Five-time World champion Viswanathan Anand had once told this correspondent that he would have loved to play such a tournament in India. In his prime, he never got that opportunity and that was an even bigger loss for players like Krishnan Sasikiran and Pentala Harikrishna. Anand played in the inaugural Tata Steel tournament in Kolkata in 2018, and won the blitz event, a month before he turned 49. Fortunately, members of the golden generation of Indian chess have been able to play in the tournament when they are young enough. They have made good use of the opportunities, too. Remarkably, both the rapid and blitz sections were won by Indian teenagers — Nihal Sarin (rapid) and Arjun Erigaisi.

They came on top of the field ahead of some of the biggest stars in international chess such as Americans Hikaru Nakamura and Wesley So, Shakhriyar Mamedyarov of Azerbaijan and Nodirbek Abdusattorov of Uzbekistan. Arjun had also finished runner-up in the rapid event.

In the last edition of the tournament, it was the other way around for him: he had won the rapid event and secured the second spot in blitz. Last year, he had started as an outsider and got to play the blitz section only because B. Adhiban had pulled out. The tournament thus proved to be beneficial in his career.

Vidit Gujrathi also did well to take the third place in the rapid event. In the blitz tournament — as Anand pointed out during the media briefings — he was the oldest Indian player, at the age of 28. That fact alone shows how promising the road ahead is for Indian chess.

Position annotation records -
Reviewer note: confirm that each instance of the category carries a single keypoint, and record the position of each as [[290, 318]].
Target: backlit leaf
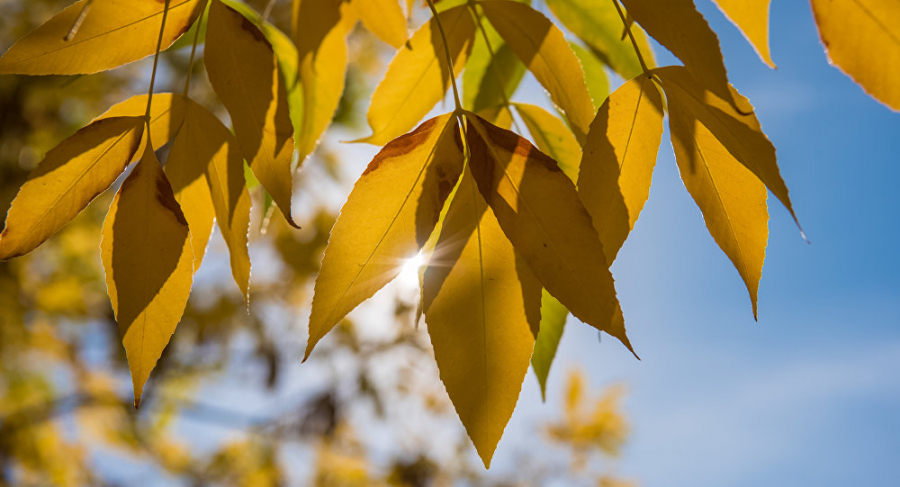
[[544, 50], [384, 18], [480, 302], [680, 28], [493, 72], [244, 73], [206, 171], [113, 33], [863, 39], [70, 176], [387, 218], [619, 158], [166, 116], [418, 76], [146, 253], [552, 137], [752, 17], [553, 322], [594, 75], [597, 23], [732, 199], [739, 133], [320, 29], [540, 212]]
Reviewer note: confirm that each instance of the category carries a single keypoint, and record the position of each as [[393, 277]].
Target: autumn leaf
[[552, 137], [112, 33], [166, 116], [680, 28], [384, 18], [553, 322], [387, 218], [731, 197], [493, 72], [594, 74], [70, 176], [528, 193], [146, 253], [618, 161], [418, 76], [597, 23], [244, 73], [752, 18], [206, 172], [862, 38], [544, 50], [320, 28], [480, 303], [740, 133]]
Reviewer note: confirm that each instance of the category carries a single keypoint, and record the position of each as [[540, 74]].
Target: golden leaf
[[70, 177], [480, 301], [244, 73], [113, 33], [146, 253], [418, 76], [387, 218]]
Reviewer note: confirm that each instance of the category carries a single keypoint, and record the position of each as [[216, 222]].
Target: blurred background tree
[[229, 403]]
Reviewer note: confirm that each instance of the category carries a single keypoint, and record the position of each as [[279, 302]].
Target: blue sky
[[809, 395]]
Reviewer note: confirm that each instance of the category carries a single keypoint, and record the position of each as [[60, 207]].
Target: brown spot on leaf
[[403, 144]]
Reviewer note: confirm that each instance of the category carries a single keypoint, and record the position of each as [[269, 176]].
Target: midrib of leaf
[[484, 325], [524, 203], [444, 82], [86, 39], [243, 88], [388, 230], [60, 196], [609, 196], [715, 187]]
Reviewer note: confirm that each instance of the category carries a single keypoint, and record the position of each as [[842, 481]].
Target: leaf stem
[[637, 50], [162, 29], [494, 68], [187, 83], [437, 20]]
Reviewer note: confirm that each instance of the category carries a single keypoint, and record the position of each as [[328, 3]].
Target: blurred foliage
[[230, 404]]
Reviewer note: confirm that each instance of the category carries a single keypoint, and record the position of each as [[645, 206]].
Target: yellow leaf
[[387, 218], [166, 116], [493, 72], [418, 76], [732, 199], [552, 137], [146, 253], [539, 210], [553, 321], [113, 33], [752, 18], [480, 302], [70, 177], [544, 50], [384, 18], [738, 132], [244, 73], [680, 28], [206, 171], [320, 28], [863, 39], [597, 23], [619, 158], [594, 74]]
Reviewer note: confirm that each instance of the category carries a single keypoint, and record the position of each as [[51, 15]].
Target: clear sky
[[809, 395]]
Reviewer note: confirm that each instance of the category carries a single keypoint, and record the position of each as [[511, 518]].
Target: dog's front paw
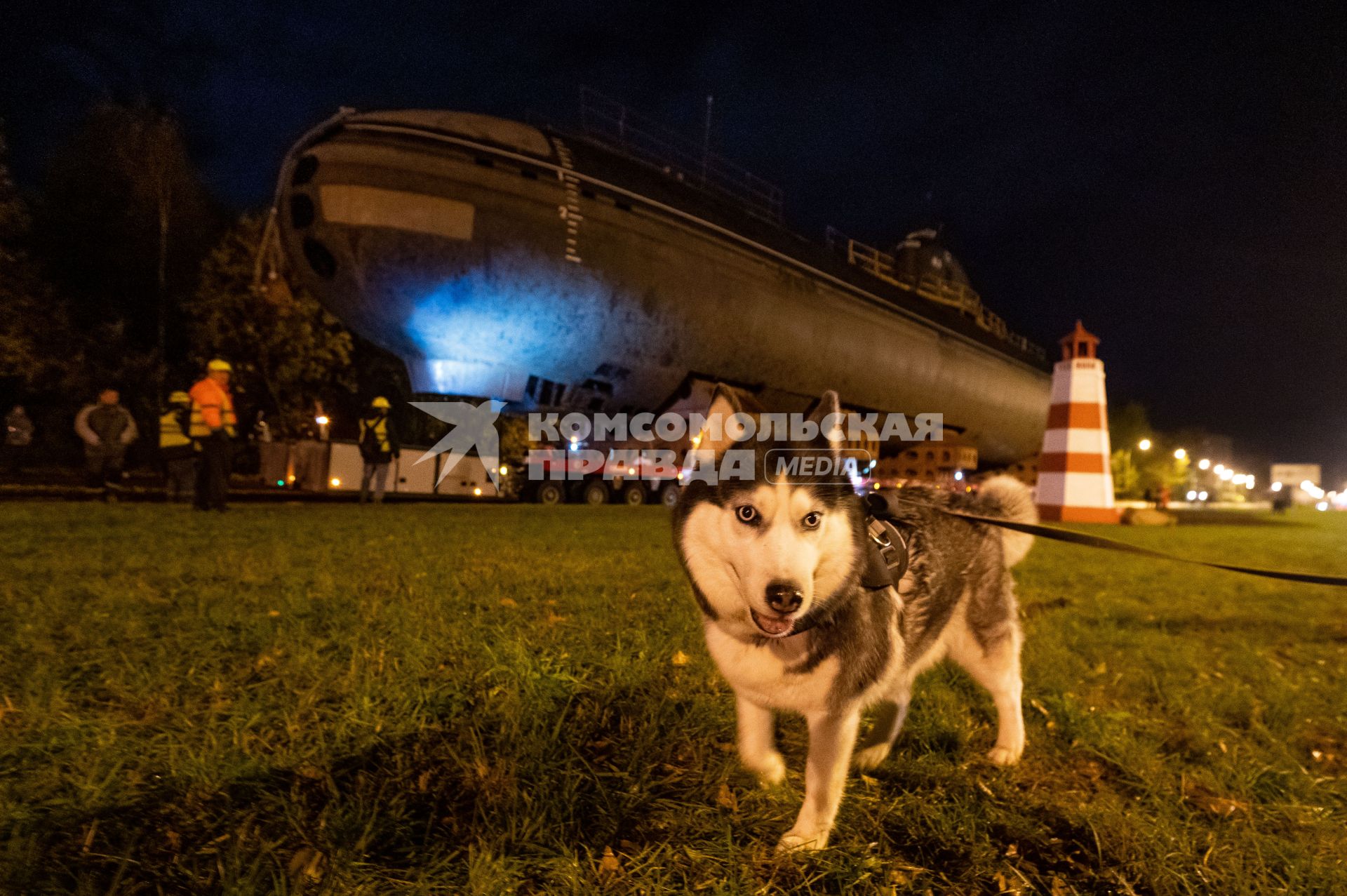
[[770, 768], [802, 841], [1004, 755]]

EXERCISES -
a) Write out the part of the chess tournament passage from "In the last" up to and including "for Indian chess.".
b) According to the chess tournament passage, why did Arjun get to play the blitz section last year?

TASK-BY-TASK OUTPUTS -
a)
In the last edition of the tournament, it was the other way around for him: he had won the rapid event and secured the second spot in blitz. Last year, he had started as an outsider and got to play the blitz section only because B. Adhiban had pulled out. The tournament thus proved to be beneficial in his career.

Vidit Gujrathi also did well to take the third place in the rapid event. In the blitz tournament — as Anand pointed out during the media briefings — he was the oldest Indian player, at the age of 28. That fact alone shows how promising the road ahead is for Indian chess.

b) He got to play it only because B. Adhiban had pulled out.